_ENTRIES SHOWN_:

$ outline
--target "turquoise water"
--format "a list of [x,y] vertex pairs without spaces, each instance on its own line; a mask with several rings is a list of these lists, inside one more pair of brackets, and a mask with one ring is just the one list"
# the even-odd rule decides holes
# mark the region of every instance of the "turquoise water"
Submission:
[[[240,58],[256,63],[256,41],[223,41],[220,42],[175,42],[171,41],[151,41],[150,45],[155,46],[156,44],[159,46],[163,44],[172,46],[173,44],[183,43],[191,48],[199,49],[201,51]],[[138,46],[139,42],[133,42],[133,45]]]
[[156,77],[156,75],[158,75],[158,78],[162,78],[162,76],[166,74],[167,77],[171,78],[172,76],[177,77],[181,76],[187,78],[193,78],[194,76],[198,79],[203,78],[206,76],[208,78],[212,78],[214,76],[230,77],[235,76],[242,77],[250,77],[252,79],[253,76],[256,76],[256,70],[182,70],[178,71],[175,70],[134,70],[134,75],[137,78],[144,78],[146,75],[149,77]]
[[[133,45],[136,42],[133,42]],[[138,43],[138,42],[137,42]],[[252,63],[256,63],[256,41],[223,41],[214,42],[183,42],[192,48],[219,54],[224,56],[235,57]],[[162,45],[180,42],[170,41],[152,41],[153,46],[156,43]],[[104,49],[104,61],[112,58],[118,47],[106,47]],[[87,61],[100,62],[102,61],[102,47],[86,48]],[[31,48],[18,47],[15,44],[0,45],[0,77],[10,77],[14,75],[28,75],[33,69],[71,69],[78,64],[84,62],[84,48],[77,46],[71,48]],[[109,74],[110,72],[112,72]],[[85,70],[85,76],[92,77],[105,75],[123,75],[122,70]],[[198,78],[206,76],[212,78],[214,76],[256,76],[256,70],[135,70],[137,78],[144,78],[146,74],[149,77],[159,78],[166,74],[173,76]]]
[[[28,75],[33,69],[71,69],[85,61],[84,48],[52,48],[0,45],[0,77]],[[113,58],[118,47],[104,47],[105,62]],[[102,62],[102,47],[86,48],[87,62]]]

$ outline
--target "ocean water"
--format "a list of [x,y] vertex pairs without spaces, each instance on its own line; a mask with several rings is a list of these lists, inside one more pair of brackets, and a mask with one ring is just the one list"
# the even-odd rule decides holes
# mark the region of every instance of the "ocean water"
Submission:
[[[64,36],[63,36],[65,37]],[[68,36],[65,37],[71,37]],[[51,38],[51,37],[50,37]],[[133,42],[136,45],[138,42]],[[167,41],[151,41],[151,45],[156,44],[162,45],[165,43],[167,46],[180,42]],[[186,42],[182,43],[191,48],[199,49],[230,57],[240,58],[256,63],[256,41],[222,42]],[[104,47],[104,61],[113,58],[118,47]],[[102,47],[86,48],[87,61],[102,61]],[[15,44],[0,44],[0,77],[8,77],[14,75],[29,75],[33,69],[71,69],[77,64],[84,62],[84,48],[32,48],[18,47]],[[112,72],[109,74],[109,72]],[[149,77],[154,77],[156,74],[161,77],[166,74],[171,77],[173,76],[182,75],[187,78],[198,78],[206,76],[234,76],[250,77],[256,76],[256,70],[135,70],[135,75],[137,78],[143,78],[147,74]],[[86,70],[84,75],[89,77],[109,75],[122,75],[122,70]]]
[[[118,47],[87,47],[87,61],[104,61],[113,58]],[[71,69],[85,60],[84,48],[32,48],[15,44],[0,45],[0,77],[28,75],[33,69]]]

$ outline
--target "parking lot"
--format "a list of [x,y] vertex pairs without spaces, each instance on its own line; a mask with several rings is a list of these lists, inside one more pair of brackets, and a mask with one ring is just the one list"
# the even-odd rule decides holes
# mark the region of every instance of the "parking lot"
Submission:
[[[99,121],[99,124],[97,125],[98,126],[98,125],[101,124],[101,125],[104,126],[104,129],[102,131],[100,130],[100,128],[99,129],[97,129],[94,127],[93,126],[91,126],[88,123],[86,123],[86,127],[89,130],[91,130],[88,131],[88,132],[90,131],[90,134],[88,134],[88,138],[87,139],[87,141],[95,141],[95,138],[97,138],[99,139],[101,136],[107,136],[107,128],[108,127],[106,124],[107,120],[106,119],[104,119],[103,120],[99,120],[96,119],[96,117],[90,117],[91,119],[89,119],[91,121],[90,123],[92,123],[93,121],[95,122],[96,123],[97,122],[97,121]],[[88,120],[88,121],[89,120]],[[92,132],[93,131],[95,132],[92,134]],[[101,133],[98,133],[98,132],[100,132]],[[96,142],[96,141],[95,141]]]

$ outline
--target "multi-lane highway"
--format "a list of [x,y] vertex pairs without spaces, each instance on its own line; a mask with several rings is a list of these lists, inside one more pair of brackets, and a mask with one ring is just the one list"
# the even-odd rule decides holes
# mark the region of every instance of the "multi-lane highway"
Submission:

==

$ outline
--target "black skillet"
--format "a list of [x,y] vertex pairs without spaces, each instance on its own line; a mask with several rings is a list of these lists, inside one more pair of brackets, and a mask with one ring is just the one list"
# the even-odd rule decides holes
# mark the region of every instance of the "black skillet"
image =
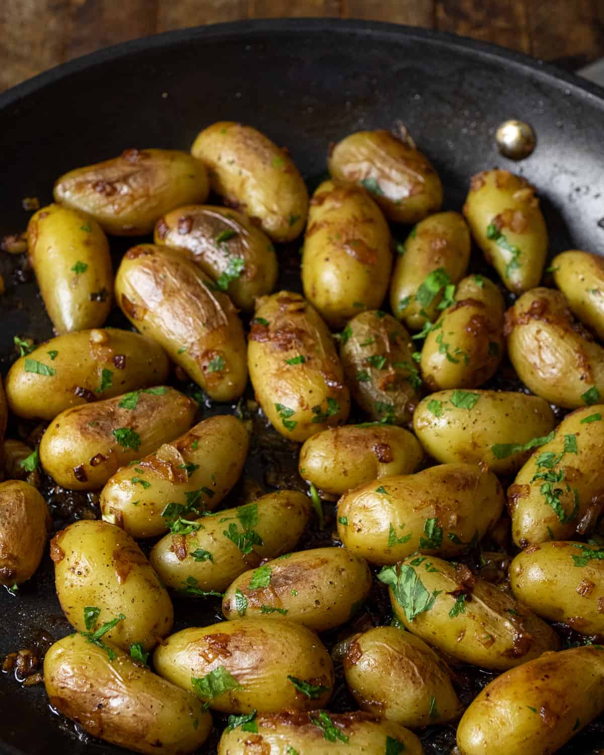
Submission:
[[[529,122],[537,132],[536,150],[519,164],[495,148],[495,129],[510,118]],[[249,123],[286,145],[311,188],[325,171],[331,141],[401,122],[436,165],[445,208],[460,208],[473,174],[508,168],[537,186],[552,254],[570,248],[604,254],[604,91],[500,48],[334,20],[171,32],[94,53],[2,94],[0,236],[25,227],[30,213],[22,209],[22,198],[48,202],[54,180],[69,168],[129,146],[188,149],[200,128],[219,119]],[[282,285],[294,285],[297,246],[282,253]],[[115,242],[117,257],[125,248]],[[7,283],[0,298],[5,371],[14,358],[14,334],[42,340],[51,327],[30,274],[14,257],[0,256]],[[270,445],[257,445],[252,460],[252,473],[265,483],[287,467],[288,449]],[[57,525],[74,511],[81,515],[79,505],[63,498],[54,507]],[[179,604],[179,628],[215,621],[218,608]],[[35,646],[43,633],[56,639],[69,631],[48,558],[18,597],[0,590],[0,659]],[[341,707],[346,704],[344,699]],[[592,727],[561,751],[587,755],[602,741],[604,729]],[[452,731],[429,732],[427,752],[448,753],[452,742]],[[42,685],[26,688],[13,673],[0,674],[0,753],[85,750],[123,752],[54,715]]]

_PROBLEM DETAILS_:
Extract each line from the two blocks above that contains the word "region".

_THE ANSWER_:
# mark the region of every instance of the "turquoise water"
# mark the region of every instance of the "ocean water"
# mark the region of every instance of the "parking lot"
# mark the region of every instance of the "multi-lane highway"
# mark the region of every instance of the "black skillet"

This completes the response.